___ Document segment

I’ve seen violent and angry broken people too.   I once referred a boy to the school counselor because he was fantasizing about blowing people’s heads off with a shotgun in the pages of his class journal assignment.  The counselor back then, in a pre-9-11 world, said there was really nothing that could be done about something that was in a boy’s private journal.  Three years later that boy went to jail for beating his girlfriend’s youngest daughter almost to death.  The child was only two years old.  It put a few cracks in my own armor to learn about that, knowing what I thought I knew about that boy.  Sometimes we are not Superman and the bullets don’t bounce off.

One of the most dangerous sorts of glass people are the girls made of glass (at least in the opinion of one goofy male teacher that didn’t marry until age 37).  At least three times girls fell in love with me during the course of a school year.  All three reached a point in their fantasy lives where they believed they required love and sex back from me.   I wondered to myself if they had severe vision problems or were just plain crazy, but all three were lovely girls, and smart, a joy to teach… at least until that love bug bit ’em.  The first two ended up hating me and becoming discipline problems for the remainder of the year.  The third, well… she was just too perfect.  She listened to the “you are more like a daughter to me, and I’m marrying someone else” speech and only put her sweet head against my shoulder and said to me with tears in her big, brown eyes, “You are the teacher I am going to miss the most when I’m in High School.”  You know, fifteen years later, I still tear up thinking about that one (and not because I married the only woman in the world who is always right about everything and never agrees with me about anything).  Those three girls were all breakable people too, and I had the hammer in my hand on those three occasions.  They are not the type to hurt others either, but I mourn for them, because they all three grew up into beautiful women and are so much smarter now than they were then.

______
___ Supplied records

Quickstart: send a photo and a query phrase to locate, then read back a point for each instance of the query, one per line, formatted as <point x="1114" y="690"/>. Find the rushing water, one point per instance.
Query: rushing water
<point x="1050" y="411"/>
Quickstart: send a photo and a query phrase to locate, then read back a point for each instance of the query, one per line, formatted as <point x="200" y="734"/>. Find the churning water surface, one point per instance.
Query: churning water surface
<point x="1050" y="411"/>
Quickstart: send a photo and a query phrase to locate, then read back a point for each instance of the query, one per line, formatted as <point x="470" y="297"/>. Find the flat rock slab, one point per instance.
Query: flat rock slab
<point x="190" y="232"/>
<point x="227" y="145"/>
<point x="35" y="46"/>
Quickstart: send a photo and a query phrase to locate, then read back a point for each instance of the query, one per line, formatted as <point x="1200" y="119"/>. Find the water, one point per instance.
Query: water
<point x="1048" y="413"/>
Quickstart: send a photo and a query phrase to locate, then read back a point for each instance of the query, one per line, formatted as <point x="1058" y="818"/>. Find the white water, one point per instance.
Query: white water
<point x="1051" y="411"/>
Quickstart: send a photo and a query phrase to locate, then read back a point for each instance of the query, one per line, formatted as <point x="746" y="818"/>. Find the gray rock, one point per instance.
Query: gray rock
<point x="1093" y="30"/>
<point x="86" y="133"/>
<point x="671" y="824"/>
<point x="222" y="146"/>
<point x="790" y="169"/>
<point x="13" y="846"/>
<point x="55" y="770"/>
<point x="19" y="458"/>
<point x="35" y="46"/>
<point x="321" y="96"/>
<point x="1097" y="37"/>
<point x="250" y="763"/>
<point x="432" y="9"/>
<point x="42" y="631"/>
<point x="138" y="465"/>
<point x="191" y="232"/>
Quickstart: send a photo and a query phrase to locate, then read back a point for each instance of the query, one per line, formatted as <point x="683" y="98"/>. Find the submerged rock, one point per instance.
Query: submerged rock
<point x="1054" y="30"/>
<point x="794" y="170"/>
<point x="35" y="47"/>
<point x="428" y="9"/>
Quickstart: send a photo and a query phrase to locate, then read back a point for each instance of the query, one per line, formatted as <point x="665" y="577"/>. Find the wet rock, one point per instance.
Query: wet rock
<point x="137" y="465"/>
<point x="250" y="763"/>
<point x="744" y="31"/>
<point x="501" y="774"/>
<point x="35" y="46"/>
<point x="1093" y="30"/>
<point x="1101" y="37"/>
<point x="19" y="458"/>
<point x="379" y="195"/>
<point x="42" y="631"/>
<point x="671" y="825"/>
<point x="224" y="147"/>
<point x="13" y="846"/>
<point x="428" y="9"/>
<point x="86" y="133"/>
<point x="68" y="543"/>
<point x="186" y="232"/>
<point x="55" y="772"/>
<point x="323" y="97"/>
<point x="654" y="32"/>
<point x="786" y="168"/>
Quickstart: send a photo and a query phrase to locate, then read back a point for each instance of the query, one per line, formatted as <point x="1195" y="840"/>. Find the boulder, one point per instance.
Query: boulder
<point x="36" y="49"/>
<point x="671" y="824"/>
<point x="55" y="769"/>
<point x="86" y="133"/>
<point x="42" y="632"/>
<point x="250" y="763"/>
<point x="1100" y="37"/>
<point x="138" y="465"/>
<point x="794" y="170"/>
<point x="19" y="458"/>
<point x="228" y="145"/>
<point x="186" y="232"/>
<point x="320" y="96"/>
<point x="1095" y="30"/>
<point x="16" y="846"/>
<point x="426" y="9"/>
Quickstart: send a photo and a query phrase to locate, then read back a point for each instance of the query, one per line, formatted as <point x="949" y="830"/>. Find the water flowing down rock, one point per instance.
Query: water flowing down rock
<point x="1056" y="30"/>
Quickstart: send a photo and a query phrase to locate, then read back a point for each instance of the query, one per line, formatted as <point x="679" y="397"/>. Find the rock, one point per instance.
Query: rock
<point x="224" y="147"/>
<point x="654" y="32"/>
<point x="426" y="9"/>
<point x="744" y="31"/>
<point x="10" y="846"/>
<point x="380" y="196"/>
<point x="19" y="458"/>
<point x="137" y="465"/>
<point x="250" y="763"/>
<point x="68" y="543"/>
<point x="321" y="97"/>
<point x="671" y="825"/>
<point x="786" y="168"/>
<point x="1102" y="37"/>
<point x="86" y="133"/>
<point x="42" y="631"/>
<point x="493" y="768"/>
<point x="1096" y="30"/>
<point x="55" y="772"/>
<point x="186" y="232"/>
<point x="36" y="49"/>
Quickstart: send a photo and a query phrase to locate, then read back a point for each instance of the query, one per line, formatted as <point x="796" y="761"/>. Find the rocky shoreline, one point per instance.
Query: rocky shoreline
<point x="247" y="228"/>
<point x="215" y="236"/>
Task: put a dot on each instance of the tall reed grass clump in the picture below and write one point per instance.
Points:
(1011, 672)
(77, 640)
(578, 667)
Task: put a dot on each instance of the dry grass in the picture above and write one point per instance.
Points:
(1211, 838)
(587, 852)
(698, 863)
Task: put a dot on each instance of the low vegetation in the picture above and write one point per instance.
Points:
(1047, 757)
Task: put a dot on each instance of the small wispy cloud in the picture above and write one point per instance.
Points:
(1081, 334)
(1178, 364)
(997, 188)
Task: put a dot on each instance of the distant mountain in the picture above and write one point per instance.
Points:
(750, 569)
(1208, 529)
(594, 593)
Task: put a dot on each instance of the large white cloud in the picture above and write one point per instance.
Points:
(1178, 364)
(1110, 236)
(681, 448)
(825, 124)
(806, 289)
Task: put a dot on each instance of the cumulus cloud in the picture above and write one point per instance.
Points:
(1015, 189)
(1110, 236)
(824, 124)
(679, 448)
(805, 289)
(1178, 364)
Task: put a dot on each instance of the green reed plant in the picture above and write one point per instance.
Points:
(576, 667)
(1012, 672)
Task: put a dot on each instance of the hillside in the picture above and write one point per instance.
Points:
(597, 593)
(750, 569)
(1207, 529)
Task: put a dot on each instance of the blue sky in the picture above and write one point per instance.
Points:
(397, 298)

______

Task requirements
• 1. Reproduce the passage on breakable students word for word, between "I’ve seen violent" and "don’t bounce off.", inclusive.
• 2. Output the entries as a numbered list, from the line holding "Task: put a dot on each instance of the distant" through the final entry, inclusive. Omit blank lines.
The passage on breakable students and the entries are unrelated material.

Task responses
• 1.
I’ve seen violent and angry broken people too.   I once referred a boy to the school counselor because he was fantasizing about blowing people’s heads off with a shotgun in the pages of his class journal assignment.  The counselor back then, in a pre-9-11 world, said there was really nothing that could be done about something that was in a boy’s private journal.  Three years later that boy went to jail for beating his girlfriend’s youngest daughter almost to death.  The child was only two years old.  It put a few cracks in my own armor to learn about that, knowing what I thought I knew about that boy.  Sometimes we are not Superman and the bullets don’t bounce off.

• 2.
1. Task: put a dot on each instance of the distant mountain in the picture above and write one point per instance.
2. Points:
3. (750, 569)
4. (1208, 529)
5. (594, 593)
6. Task: put a dot on each instance of the large white cloud in the picture above and write one point per instance.
7. Points:
8. (1178, 364)
9. (1110, 236)
10. (681, 448)
11. (825, 124)
12. (806, 289)
13. Task: put a dot on each instance of the cumulus cloud in the picture above and write one point per instance.
14. Points:
15. (1015, 189)
16. (1110, 236)
17. (824, 124)
18. (679, 448)
19. (805, 289)
20. (1178, 364)
21. Task: put a dot on each instance of the green reed plant in the picture above and write one point per instance.
22. Points:
23. (576, 667)
24. (1012, 672)
25. Task: put a dot on each instance of the hillside in the picture above and write one point per instance.
26. Points:
27. (597, 593)
28. (750, 569)
29. (1207, 529)
30. Task: put a dot on each instance of the blue sky in the picture above and write one point per instance.
31. Points:
32. (397, 298)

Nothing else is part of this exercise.